- _WHAT TO DO_
Beneath this instruction is a block of data; output from it exactly the lines that run from the one containing "y=337, one point per instance." through the one containing "y=102, one point per instance.", inclusive.

(Natural language region descriptions)
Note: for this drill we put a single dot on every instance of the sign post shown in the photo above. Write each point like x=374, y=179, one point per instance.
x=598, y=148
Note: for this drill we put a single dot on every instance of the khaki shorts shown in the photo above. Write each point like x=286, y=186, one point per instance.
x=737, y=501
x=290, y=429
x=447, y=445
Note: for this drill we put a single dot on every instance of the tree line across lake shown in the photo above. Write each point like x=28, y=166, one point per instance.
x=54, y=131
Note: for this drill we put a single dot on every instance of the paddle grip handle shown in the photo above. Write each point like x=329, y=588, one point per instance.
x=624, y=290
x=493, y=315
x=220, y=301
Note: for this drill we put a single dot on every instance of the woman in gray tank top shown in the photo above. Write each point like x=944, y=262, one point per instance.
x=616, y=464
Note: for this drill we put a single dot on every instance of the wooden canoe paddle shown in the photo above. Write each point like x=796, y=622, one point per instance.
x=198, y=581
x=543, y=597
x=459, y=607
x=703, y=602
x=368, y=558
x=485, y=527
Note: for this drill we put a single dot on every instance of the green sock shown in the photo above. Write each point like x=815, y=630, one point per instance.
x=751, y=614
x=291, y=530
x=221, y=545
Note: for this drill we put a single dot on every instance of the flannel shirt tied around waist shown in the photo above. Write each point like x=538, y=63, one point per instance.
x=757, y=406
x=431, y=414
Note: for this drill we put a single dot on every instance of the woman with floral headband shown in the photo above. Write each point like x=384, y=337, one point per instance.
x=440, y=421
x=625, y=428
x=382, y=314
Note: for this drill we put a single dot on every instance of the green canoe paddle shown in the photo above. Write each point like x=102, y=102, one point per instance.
--
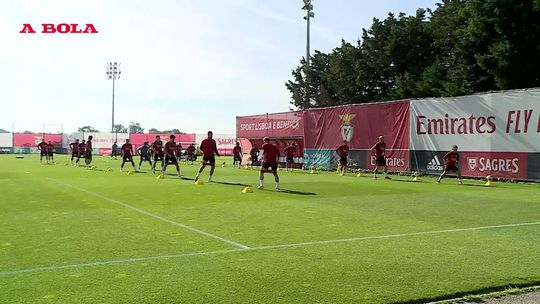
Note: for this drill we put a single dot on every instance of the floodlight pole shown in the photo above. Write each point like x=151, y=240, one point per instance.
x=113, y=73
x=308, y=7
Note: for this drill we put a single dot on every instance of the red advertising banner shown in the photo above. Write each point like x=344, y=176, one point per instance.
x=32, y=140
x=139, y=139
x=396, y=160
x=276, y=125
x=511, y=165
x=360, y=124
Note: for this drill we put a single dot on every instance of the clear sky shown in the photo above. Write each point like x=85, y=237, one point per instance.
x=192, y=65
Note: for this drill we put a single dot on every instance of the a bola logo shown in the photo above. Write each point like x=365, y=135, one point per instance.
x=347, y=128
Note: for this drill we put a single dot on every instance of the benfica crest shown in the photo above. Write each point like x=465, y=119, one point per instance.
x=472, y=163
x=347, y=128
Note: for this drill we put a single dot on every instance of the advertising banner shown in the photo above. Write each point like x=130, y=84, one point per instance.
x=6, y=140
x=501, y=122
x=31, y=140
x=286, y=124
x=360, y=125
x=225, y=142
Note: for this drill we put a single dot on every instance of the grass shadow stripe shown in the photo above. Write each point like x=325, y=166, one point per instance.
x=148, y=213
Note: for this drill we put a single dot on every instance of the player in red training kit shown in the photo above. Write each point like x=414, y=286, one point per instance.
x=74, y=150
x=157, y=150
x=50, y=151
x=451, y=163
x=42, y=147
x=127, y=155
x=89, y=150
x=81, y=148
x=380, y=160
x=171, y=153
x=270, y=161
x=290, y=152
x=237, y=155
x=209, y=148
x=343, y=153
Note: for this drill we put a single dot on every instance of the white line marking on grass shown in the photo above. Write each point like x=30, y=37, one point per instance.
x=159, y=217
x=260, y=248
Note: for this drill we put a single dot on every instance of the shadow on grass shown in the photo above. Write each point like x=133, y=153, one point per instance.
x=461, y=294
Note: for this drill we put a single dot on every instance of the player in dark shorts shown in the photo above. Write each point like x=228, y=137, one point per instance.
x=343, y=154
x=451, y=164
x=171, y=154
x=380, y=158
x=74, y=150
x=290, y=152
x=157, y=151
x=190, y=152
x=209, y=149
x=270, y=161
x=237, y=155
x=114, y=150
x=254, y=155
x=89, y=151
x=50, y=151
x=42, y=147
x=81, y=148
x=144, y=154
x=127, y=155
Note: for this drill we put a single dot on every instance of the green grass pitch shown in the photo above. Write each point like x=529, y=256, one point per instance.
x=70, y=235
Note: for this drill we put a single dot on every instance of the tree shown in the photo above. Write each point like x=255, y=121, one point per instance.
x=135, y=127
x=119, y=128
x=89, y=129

- _TASK OUTPUT_
Note: for this drill we put a single dot on every instance of the woman with floral headband shown in the photo above. Write each point like x=384, y=337, one point per instance.
x=440, y=421
x=625, y=428
x=382, y=314
Note: for this drill we put a single dot on every instance of the green canoe paddle shown in the photo above. Write each point like x=102, y=102, one point per instance.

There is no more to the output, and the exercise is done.